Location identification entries
------------------------------

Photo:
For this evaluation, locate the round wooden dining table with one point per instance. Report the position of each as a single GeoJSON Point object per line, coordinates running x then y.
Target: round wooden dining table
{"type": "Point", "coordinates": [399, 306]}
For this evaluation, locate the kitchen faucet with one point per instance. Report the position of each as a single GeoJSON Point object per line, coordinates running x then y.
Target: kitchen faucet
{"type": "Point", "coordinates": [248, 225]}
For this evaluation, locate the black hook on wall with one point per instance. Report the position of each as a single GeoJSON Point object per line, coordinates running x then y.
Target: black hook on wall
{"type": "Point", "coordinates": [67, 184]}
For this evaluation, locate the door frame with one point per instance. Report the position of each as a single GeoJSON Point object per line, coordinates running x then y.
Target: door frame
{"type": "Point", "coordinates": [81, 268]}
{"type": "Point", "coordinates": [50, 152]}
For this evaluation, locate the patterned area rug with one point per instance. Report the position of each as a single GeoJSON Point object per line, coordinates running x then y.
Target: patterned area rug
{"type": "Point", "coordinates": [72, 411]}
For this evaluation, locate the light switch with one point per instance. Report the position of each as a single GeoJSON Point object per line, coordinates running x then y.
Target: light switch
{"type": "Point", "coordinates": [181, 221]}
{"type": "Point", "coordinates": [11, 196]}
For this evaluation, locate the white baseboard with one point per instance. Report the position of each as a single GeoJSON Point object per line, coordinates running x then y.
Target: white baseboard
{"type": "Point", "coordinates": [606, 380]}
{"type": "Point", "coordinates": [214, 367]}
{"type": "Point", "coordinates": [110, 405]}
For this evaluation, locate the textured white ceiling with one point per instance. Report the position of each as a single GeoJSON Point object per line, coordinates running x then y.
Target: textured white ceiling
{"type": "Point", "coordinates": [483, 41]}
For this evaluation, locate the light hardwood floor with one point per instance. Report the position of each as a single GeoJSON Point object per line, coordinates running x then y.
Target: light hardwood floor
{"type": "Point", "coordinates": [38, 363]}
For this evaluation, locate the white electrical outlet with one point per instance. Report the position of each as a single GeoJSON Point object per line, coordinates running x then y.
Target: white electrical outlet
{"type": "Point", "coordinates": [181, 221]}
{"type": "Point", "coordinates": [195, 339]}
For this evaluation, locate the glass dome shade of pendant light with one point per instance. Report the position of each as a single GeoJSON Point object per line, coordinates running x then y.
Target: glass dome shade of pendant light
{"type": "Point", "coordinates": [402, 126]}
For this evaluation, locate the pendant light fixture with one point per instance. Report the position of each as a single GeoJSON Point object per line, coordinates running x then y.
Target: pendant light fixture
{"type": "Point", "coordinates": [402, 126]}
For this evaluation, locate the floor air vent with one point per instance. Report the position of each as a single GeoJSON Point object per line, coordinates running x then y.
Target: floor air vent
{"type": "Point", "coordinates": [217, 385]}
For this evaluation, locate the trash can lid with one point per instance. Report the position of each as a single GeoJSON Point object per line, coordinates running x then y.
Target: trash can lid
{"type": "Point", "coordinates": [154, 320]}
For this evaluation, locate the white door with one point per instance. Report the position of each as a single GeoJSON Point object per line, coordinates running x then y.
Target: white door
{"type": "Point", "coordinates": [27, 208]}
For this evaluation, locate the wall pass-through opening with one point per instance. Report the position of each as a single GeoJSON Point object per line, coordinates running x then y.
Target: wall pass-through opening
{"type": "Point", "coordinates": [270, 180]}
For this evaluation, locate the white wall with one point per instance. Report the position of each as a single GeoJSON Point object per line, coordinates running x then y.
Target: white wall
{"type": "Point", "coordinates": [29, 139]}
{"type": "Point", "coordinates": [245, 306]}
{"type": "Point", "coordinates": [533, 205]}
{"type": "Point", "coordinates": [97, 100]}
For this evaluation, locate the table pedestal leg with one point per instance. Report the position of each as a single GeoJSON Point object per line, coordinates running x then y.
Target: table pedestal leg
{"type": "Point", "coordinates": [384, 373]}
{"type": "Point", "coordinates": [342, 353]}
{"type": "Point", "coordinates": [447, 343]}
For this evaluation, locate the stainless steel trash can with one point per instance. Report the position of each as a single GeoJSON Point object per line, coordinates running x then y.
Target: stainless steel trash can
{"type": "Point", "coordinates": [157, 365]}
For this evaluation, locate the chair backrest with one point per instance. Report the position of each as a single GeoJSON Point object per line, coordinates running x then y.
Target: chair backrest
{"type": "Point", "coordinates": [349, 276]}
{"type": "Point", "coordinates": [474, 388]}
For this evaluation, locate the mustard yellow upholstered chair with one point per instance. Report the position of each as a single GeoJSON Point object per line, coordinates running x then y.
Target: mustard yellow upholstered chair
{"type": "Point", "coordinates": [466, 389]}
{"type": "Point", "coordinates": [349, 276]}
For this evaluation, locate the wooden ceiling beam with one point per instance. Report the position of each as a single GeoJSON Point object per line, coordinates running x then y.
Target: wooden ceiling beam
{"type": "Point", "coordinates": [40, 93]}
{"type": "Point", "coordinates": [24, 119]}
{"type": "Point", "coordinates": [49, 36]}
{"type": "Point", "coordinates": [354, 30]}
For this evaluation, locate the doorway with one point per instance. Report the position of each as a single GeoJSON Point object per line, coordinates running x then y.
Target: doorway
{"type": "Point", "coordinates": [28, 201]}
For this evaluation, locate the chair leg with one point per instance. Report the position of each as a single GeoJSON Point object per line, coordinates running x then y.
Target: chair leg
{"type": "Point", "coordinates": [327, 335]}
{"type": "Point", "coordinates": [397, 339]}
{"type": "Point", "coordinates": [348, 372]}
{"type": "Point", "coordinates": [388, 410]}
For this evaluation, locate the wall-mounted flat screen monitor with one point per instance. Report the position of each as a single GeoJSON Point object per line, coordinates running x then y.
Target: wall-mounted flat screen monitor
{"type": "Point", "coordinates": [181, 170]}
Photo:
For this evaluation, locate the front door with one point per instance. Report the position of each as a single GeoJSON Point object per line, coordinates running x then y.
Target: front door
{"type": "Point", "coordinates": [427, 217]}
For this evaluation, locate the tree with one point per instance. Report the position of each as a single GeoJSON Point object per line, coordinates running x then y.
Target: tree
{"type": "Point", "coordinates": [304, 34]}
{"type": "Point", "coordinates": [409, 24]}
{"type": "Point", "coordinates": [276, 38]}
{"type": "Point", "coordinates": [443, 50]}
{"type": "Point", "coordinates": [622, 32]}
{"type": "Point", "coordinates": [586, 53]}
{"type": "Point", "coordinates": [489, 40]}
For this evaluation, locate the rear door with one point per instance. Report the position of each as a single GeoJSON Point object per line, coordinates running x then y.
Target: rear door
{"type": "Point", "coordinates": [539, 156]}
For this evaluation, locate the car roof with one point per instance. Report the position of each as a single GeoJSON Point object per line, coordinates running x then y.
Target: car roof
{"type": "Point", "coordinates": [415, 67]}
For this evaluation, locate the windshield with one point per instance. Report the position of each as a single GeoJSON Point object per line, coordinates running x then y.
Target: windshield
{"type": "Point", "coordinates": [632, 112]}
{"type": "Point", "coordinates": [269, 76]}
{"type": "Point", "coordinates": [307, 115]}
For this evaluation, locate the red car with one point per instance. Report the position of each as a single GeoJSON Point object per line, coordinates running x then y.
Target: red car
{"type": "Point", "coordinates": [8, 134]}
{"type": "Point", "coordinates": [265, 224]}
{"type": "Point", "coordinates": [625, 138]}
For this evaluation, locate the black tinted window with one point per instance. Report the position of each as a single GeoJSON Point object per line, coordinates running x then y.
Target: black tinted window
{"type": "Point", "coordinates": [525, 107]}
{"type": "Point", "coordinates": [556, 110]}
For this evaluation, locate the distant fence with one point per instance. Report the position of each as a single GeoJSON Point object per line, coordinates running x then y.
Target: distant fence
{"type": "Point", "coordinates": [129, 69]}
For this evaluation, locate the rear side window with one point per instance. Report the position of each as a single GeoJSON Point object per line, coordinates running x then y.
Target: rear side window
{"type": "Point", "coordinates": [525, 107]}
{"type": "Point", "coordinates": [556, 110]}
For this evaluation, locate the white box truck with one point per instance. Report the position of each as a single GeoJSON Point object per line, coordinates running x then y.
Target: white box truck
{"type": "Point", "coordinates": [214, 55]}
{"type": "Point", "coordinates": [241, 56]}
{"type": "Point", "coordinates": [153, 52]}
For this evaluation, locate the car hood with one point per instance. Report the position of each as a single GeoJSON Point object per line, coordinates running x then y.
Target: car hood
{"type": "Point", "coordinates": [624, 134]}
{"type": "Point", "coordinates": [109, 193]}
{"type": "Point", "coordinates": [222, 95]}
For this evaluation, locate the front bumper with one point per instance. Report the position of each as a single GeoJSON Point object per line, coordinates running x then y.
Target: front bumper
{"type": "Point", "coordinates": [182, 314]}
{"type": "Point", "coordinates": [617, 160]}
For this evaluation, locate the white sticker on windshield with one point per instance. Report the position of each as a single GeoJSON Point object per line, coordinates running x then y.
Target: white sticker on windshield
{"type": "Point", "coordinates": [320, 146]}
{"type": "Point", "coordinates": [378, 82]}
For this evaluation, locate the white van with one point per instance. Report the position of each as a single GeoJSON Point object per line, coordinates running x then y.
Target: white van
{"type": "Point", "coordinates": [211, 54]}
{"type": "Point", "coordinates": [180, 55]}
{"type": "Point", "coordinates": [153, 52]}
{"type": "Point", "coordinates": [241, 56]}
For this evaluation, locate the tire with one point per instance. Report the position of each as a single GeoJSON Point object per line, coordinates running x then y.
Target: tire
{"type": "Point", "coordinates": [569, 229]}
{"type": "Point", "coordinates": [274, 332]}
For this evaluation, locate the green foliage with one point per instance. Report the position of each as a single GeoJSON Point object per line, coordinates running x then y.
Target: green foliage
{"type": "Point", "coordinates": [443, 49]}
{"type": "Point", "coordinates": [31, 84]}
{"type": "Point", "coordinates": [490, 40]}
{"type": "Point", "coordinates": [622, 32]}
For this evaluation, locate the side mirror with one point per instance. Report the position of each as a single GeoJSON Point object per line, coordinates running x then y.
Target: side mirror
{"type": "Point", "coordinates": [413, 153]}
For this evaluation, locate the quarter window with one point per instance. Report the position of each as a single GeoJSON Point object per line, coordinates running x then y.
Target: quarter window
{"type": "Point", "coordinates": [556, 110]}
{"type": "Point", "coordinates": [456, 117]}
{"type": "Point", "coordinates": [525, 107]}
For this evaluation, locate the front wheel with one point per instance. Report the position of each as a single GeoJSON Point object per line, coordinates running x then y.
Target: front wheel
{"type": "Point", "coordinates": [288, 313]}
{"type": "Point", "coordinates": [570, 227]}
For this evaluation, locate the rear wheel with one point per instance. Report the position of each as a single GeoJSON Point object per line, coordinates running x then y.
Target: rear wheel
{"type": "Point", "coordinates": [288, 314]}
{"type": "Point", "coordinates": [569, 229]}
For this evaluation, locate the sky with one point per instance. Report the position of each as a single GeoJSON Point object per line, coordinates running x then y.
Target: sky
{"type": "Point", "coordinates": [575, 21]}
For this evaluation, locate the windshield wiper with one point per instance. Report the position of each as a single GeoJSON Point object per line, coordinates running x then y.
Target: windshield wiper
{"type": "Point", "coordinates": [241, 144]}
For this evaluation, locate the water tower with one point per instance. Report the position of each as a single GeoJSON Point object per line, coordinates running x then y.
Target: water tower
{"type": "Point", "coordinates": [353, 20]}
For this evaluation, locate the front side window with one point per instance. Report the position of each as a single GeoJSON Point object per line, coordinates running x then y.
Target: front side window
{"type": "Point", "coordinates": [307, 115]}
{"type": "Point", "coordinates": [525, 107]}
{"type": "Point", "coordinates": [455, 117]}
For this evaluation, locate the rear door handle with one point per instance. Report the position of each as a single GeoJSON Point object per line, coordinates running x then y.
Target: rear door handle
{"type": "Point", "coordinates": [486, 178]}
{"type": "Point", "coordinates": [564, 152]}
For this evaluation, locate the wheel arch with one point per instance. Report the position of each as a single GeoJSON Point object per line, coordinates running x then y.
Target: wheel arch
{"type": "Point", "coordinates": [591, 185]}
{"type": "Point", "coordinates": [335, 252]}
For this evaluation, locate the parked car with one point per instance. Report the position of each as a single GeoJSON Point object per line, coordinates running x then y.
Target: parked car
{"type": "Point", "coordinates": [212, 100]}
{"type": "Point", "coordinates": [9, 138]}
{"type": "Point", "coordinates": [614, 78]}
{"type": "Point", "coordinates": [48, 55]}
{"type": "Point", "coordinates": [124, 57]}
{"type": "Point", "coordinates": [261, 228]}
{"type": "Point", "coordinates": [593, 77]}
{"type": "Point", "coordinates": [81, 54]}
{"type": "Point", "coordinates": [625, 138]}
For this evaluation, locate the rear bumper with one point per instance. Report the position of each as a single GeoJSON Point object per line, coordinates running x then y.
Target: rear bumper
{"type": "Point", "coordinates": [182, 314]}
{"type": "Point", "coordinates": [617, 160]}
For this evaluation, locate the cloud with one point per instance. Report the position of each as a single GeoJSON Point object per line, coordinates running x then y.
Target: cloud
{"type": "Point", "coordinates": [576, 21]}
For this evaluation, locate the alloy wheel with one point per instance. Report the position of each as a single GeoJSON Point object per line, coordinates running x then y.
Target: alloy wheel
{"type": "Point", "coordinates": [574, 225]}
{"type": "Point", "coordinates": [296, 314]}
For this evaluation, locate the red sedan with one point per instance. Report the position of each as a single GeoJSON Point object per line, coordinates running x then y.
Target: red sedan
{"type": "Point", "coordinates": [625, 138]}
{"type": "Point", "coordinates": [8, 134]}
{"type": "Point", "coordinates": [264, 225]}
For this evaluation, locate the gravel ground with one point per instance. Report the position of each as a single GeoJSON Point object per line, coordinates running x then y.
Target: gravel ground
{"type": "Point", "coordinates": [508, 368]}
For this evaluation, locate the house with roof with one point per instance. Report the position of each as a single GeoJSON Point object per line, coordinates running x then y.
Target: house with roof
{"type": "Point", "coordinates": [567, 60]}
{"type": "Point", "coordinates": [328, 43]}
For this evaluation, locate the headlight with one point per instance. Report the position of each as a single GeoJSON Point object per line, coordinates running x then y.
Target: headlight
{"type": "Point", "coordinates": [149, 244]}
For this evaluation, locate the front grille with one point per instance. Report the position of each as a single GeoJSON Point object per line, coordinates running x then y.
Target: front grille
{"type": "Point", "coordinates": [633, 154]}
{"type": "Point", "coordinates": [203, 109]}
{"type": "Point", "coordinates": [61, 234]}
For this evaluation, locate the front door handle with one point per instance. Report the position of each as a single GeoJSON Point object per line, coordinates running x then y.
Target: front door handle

------------------------------

• **WHAT TO PRODUCE**:
Beginning at the line where "For this evaluation, locate the cloud" appears, extract each line through the end of the data above; keep them exact and include nothing else.

• **TASK RESULT**:
For this evaluation, locate the cloud with one point per instance. Report the position of each as a single GeoJSON Point object per line, coordinates running x then y.
Target: cloud
{"type": "Point", "coordinates": [576, 21]}
For this evaluation, locate the alloy wheel with one point per instance. Report the position of each as a single GeoJSON Point object per line, coordinates running x then y.
Target: alloy wheel
{"type": "Point", "coordinates": [574, 225]}
{"type": "Point", "coordinates": [296, 314]}
For this evaluation, locate the red sedan with one point per instance. Report the position of each as a single GeoJSON Point object per line, coordinates running x then y.
Target: red sedan
{"type": "Point", "coordinates": [625, 138]}
{"type": "Point", "coordinates": [8, 134]}
{"type": "Point", "coordinates": [264, 225]}
For this evaluation, locate the gravel ground with one point per instance. Report the position of each as a single GeoJSON Point object per line, coordinates running x then y.
Target: gravel ground
{"type": "Point", "coordinates": [508, 368]}
For this evaluation, locate the house with roof with one point per instance. Report the position of each as a single GeoJSON Point object per line, coordinates running x then y.
Target: house with roof
{"type": "Point", "coordinates": [567, 60]}
{"type": "Point", "coordinates": [328, 43]}
For this evaluation, locate the headlight with one point per instance. Report the position of each as a single GeoJSON Point object per line, coordinates running x then y.
Target: headlight
{"type": "Point", "coordinates": [149, 244]}
For this evaluation, locate the front grille with one point per instance. Report the position of each as a single GeoJSON Point object per line, coordinates running x then y.
Target: front grille
{"type": "Point", "coordinates": [633, 154]}
{"type": "Point", "coordinates": [203, 109]}
{"type": "Point", "coordinates": [61, 234]}
For this evaluation, locate the front door handle with one point per instance. Report the position of each as a single GeoJSON Point object per line, coordinates running x then y.
Target: front door handle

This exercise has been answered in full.